How to use and when is good use memmove in C?

Kyrol picture Kyrol · Jan 28, 2012 · Viewed 21.1k times · Source

I have two doubt about use of memmove():

  • When is preferable use this function instead of use another function (i.e. a created own function)? I’m not sure I have understood properly.
  • The signature of the function is void *memmove(void *dest, const void *src, size_t n). If I have a simple array arr[N], how can I put it into the called function? arr[N] or &arr[N]? The difference is if the array is declared with an initial size or like a pointer? I have this doubt because I saw many example where is used both.

I hope I explained my doubts in a good way.

edit: I have to delete an element from the array, and then I want to shift the following elements of the deleted one on the left.

Answer

Matteo Italia picture Matteo Italia · Jan 28, 2012
  1. memmove may be faster but it probably will never be slower than your own function for copying data around (it's usually coded in carefully crafted assembly to move stuff around in the most efficient way possible on the current architecture);
  2. it depends on what you want to do with that array... if you want to copy its content to another array arr will suffice (and, as the length parameter, you should do sizeof(*arr)*N where N is the number of elements to copy).

JOBS:
1. In the memmove thread, what should be passed as the length argument when copying an array's elements to another array?
2. Carry on the memmove thread from the point where it stops.

EXTRACTED DATA:
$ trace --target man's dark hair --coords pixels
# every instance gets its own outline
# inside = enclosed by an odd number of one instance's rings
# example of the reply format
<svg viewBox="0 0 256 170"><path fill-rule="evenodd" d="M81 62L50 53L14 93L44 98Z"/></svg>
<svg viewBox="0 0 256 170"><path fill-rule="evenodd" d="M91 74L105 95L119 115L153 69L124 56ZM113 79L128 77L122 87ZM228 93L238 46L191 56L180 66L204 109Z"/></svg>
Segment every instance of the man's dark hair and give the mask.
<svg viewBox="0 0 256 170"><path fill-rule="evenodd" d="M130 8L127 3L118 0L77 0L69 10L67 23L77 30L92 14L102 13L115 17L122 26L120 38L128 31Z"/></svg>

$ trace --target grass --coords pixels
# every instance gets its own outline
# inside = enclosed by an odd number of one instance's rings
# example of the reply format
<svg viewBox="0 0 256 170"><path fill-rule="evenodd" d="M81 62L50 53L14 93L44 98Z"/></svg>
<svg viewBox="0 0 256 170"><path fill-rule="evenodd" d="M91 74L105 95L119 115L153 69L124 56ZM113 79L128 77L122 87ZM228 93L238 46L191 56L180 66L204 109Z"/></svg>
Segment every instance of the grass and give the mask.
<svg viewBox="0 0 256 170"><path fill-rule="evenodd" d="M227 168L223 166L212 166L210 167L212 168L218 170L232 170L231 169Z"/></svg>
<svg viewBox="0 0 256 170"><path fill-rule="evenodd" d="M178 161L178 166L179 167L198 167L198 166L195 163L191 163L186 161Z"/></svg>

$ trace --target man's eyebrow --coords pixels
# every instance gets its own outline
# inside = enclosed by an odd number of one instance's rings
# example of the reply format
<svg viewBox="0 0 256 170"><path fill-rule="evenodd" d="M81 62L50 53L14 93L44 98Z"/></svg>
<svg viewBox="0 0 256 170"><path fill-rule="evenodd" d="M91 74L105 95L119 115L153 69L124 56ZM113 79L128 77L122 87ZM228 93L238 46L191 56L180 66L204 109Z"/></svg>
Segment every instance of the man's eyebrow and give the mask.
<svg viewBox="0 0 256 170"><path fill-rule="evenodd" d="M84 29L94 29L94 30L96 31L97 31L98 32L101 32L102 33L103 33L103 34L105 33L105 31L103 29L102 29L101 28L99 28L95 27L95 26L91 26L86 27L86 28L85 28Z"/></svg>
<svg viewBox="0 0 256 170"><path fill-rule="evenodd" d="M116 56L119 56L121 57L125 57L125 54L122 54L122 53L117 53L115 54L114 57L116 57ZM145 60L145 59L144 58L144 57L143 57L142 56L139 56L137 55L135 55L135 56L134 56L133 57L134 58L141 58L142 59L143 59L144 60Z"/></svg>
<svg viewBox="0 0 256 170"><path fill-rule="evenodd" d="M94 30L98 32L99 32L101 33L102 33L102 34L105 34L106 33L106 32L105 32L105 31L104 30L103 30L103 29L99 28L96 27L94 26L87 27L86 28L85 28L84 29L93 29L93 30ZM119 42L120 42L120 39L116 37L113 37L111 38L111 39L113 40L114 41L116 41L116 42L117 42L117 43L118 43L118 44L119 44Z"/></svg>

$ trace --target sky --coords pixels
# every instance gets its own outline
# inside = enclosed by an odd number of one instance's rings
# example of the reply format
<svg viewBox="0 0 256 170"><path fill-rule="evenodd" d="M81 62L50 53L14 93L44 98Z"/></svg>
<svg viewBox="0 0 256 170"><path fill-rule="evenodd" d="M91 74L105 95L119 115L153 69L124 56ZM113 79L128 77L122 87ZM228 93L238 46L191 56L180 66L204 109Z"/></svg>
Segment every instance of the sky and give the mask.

EXERCISE ANSWERS:
1. sizeof(*arr)*N, where N is the number of elements to copy.

2.
By the way, if source and destination and the copy are nonoverlapping memcpy may be faster.

I want to delete an element from the array and shift left the element of the same array.

int arr[N];
/* ... */
/* Let's say you want to remove the element i (error checking on i omitted) */
memmove(arr+i, arr+i+1, (N-i-1)*sizeof(*arr));
/* or, if you prefer array indexing over pointer arithmetics: */
memmove(&arr[i], &arr[i+1], (N-i-1)*sizeof(*arr));

(sizeof(*arr) means "get the size of an element of the array")